-------- Data to use --------

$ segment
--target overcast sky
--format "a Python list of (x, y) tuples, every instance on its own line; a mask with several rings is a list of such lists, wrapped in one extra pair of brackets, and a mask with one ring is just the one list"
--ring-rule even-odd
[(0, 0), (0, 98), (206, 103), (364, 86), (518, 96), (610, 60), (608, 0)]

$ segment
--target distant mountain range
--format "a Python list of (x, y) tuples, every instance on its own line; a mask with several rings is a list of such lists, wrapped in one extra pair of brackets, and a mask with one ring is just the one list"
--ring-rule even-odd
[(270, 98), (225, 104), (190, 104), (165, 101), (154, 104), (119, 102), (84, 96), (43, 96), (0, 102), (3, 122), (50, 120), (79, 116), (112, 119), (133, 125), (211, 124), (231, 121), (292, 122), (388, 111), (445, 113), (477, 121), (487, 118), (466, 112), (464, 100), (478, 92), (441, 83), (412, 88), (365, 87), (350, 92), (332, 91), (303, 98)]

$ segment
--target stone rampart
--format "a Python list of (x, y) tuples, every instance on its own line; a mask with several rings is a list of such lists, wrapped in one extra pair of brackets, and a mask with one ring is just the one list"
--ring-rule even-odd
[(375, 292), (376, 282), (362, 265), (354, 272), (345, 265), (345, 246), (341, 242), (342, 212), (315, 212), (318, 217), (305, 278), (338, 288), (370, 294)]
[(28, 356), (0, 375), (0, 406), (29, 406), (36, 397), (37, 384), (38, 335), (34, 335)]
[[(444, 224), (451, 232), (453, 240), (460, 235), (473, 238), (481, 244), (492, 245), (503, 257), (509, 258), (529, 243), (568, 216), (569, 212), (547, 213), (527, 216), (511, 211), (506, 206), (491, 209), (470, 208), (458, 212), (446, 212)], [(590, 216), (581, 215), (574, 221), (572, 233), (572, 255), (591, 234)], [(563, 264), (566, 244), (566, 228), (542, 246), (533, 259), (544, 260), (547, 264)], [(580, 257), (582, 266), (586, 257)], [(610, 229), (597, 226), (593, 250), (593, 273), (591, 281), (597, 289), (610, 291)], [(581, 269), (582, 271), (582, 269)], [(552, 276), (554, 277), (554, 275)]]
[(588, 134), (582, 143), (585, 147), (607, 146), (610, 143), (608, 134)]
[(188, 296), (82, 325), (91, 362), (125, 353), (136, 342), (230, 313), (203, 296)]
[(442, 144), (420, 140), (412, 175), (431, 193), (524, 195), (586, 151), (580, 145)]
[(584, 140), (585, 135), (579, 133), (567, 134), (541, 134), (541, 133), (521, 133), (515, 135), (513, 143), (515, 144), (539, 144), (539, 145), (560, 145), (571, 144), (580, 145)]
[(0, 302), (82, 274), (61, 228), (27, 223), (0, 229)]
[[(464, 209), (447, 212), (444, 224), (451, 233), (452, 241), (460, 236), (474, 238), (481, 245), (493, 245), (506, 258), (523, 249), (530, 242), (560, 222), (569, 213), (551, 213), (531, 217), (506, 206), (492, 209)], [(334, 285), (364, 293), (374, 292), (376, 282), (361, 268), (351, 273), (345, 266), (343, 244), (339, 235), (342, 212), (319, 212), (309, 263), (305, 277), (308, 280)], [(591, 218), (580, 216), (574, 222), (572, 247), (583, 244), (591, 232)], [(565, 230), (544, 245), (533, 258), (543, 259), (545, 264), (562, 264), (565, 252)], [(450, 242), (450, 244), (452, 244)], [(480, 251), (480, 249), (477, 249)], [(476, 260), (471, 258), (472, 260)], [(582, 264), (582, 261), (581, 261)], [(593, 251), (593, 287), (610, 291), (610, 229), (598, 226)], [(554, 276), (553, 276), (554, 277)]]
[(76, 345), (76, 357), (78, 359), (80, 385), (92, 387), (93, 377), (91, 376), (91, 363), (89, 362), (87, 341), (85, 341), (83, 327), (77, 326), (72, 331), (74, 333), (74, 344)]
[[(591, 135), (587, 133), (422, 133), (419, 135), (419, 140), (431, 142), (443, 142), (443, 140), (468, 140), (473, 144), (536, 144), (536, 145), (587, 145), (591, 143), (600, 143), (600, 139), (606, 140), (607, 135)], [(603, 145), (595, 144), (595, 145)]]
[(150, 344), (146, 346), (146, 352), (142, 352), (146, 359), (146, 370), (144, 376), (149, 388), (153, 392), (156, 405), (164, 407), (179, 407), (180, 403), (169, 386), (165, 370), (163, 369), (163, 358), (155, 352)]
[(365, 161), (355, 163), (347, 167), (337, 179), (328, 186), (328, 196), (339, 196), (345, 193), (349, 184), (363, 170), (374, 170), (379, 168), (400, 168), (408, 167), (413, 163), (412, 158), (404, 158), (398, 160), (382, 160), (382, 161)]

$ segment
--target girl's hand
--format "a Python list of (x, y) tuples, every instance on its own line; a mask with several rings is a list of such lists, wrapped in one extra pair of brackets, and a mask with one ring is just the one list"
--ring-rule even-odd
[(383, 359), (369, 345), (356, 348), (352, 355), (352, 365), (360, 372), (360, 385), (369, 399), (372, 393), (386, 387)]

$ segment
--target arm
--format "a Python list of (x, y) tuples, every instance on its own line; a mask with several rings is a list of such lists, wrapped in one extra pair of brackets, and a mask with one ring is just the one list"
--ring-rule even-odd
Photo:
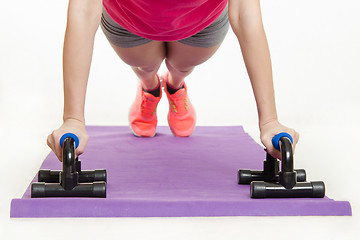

--------

What you have to do: Filter the entries above down to the lines containing the word "target".

Output for this exercise:
--target overcast sky
--target distant mountain range
--target stone rampart
--target girl's hand
--target arm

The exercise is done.